[PROBLEM TO WORK ON]:
Can you render the stretch of entries below that opens with the line containing "Task: locate the moss" and closes with the line containing "x=276 y=124", both included, as a Markdown table with a Row column for the row number and a Line column for the line, with blank lines and the pictures left out?

[PROVIDED DATA]:

— START —

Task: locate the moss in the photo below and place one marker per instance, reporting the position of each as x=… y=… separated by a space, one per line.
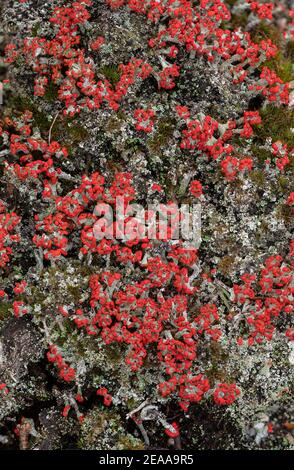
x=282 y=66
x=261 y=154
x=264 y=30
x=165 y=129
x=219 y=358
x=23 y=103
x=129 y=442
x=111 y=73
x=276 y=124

— END —
— START —

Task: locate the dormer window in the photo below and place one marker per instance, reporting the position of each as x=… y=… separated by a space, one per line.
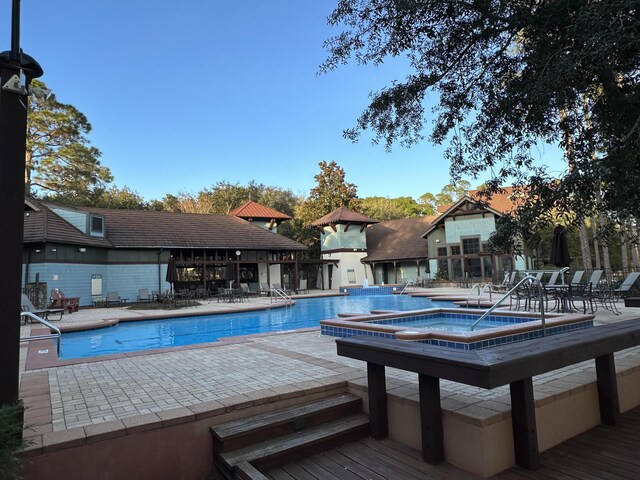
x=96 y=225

— END —

[RESPONSE FOR THIS EXERCISE]:
| Row | Line |
|---|---|
| 1 | Task: locate the moss in the photo below and place one marker per instance, reporting the position of each as x=… y=… separated by a space, one per line. |
| 2 | x=282 y=66 |
| 3 | x=261 y=154 |
| 4 | x=264 y=30 |
| 5 | x=165 y=129 |
| 6 | x=219 y=358 |
| 7 | x=23 y=103 |
| 8 | x=129 y=442 |
| 9 | x=111 y=73 |
| 10 | x=276 y=124 |